Text block:
United States District Court, S.D. California

May 2, 2017

FOLUKE JOSE, Plaintiff,
v.
SELECT PORTFOLIO SERVICING, INC., Defendant.

          ORDER GRANTING DEFENDANT'S MOTION TO DISMISS [DOC. NO. 20]

          Hon. Michael M. Anello United States District Judge.

         On December 8, 2015, Plaintiff Foluke Jose filed a complaint in the Superior Court of California, County of San Diego against Defendant Select Portfolio Servicing, Inc. alleging various causes of action arising out of Plaintiff's default on a loan. On January 15, 2016, Defendant removed the action to this Court. Defendant now moves to dismiss Plaintiff's First Amended Complaint (FAC) pursuant to Federal Rule of Civil Procedure 12(b)(6). See Doc. Nos. 15, 20. The Court found the matter suitable for determination on the papers and without oral argument pursuant to Civil Local Rule 7.1(d)(1). For the reasons set forth below, the Court GRANTS Defendant's motion to dismiss, Doc. No. 20.

         Background[1]

         Plaintiff alleges she purchased a home in 2003. In 2005, Plaintiff states that she refinanced the property with a loan from Argent Mortgage Company, LLC. She alleges, “[o]n information and belief, her loan was then bundled in Pass-Through Certificates, which was and is a federal procedure.” Doc. No. 14, FAC ¶ 8. “The resulting loan pool is apparently an asset of a trust, the trustee of which is apparently Wells Fargo Bank.” FAC ¶ 8. Plaintiff alleges the loan is thus “federally related” and “subject to [] federal statutes, regulations and federal public policy.” FAC ¶ 11. Defendant is currently the mortgage servicing company for the loan. FAC ¶ 2. Plaintiff defaulted on the loan, making her last payment on August 11, 2014. FAC ¶ 26. Defendant filed a notice of default on August 12, 2015. FAC ¶ 27.

         On December 8, 2015, Plaintiff filed this action alleging causes of action for negligence, intentional infliction of emotional distress, civil conspiracy, bad faith breach of contract, and seeking equitable remedies such as quiet title, and declaratory and injunctive relief. Defendant removed the action to this Court and subsequently moved to dismiss Plaintiff's original Complaint. The Court granted Defendant's motion to dismiss the Complaint, and allowed Plaintiff leave to amend. The FAC alleges causes of action for negligence and intentional infliction of emotional distress, and seeks equitable relief such as quiet title, and declaratory and injunctive relief.

         Legal Standard

         A Rule 12(b)(6) motion to dismiss tests the sufficiency of the complaint. Navarro v. Block, 250 F.3d 729, 732 (9th Cir. 2001). A pleading must contain “a short and plain statement of the claim showing that the pleader is entitled to relief. . . .” Fed.R.Civ.P. 8(a)(2). However, plaintiffs must also plead “enough facts to state a claim to relief that is plausible on its face.” Fed.R.Civ.P. 12(b)(6); Bell Atl. Corp. v. Twombly, 550 U.S. 544, 570 (2007). The plausibility standard thus demands more than a formulaic recitation of the elements of a cause of action, or naked assertions devoid of further factual enhancement. Ashcroft v. Iqbal, 556 U.S. 662, 678 (2009). Instead, the complaint “must contain allegations of underlying facts sufficient to give fair notice and to enable the opposing party to defend itself effectively.” Starr v. Baca, 652 F.3d 1202, 1216 (9th Cir. 2011).

Extracted material:
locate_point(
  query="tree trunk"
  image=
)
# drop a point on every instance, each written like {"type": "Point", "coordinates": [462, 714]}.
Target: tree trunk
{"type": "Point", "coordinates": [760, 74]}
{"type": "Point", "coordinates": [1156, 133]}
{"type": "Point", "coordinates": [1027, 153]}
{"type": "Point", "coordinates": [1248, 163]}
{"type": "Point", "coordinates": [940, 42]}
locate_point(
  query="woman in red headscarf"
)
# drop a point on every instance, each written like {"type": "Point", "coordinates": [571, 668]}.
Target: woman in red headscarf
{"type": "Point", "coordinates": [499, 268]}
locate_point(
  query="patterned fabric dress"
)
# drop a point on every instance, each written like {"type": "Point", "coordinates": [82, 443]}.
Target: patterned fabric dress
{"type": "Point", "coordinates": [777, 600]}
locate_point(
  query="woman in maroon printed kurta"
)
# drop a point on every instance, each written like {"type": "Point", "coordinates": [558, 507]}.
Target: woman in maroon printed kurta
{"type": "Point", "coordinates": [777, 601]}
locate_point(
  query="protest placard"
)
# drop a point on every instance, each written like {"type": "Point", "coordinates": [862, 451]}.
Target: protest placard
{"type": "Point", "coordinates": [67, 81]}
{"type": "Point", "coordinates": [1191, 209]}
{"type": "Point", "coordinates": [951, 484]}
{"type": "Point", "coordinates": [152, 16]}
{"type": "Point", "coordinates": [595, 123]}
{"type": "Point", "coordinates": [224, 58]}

==

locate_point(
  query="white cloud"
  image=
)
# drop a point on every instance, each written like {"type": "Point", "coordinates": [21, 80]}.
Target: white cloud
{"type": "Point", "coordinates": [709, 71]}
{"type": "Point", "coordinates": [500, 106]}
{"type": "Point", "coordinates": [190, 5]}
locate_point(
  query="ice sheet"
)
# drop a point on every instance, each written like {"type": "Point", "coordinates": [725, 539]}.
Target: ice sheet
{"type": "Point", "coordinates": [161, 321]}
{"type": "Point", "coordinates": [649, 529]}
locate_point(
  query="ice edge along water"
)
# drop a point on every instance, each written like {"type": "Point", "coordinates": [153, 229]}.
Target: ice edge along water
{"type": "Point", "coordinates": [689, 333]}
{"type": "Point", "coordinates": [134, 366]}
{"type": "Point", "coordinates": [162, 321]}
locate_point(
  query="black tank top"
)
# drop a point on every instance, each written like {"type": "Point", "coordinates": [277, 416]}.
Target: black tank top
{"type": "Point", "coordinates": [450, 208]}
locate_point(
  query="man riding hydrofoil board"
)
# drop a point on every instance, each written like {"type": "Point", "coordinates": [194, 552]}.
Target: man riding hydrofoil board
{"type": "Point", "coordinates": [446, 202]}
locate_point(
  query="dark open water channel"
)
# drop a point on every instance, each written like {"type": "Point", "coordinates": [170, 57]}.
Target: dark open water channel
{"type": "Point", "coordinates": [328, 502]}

* * *

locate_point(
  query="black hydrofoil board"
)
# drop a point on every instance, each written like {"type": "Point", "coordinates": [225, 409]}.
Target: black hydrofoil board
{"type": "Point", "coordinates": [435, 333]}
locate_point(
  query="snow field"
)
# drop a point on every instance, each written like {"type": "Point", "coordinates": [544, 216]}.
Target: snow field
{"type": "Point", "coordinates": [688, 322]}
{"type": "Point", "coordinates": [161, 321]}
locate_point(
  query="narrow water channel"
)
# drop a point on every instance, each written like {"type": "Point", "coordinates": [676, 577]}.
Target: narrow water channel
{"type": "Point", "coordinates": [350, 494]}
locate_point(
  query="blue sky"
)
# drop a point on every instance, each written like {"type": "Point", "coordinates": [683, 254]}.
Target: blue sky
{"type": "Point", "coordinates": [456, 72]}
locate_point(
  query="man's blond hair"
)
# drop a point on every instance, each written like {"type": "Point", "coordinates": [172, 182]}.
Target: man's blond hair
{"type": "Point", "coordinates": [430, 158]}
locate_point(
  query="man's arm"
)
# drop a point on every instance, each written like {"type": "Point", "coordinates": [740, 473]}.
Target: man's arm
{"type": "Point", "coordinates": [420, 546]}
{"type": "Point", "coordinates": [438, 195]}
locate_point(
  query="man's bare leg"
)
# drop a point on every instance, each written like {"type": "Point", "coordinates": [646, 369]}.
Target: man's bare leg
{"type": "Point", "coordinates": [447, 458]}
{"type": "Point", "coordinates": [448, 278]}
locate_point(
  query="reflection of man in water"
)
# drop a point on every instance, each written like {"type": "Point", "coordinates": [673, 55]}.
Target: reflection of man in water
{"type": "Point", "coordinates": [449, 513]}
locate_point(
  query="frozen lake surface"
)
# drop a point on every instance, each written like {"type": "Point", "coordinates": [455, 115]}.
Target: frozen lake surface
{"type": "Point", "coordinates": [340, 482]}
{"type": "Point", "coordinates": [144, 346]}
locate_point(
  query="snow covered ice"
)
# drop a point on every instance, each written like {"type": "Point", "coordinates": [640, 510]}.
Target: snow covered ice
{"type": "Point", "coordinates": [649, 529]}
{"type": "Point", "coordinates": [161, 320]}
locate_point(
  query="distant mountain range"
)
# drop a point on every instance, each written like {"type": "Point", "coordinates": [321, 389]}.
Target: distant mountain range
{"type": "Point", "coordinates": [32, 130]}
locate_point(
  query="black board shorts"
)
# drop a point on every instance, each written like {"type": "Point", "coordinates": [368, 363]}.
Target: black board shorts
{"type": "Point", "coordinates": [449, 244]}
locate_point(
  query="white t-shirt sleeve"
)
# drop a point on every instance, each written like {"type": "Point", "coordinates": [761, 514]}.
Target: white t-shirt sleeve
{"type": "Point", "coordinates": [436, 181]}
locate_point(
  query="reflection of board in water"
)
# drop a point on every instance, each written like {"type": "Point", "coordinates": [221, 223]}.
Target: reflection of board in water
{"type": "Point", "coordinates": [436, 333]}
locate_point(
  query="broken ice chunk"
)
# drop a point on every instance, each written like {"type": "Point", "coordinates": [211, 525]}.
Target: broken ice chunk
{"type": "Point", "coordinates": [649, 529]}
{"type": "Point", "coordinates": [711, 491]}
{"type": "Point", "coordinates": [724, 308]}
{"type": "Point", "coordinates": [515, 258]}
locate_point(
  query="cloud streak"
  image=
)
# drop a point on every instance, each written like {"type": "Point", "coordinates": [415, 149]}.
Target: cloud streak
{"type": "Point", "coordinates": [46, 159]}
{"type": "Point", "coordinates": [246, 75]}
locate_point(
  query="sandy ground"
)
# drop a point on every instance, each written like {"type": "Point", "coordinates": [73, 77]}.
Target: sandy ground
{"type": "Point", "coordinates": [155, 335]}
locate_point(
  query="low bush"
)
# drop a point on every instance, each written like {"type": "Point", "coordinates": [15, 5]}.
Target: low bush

Your task:
Can you transcribe the court order from "A Rule 12(b)(6)" up to and including "(9th Cir. 2011)."?

Exercise answer:
A Rule 12(b)(6) motion to dismiss tests the sufficiency of the complaint. Navarro v. Block, 250 F.3d 729, 732 (9th Cir. 2001). A pleading must contain “a short and plain statement of the claim showing that the pleader is entitled to relief. . . .” Fed.R.Civ.P. 8(a)(2). However, plaintiffs must also plead “enough facts to state a claim to relief that is plausible on its face.” Fed.R.Civ.P. 12(b)(6); Bell Atl. Corp. v. Twombly, 550 U.S. 544, 570 (2007). The plausibility standard thus demands more than a formulaic recitation of the elements of a cause of action, or naked assertions devoid of further factual enhancement. Ashcroft v. Iqbal, 556 U.S. 662, 678 (2009). Instead, the complaint “must contain allegations of underlying facts sufficient to give fair notice and to enable the opposing party to defend itself effectively.” Starr v. Baca, 652 F.3d 1202, 1216 (9th Cir. 2011).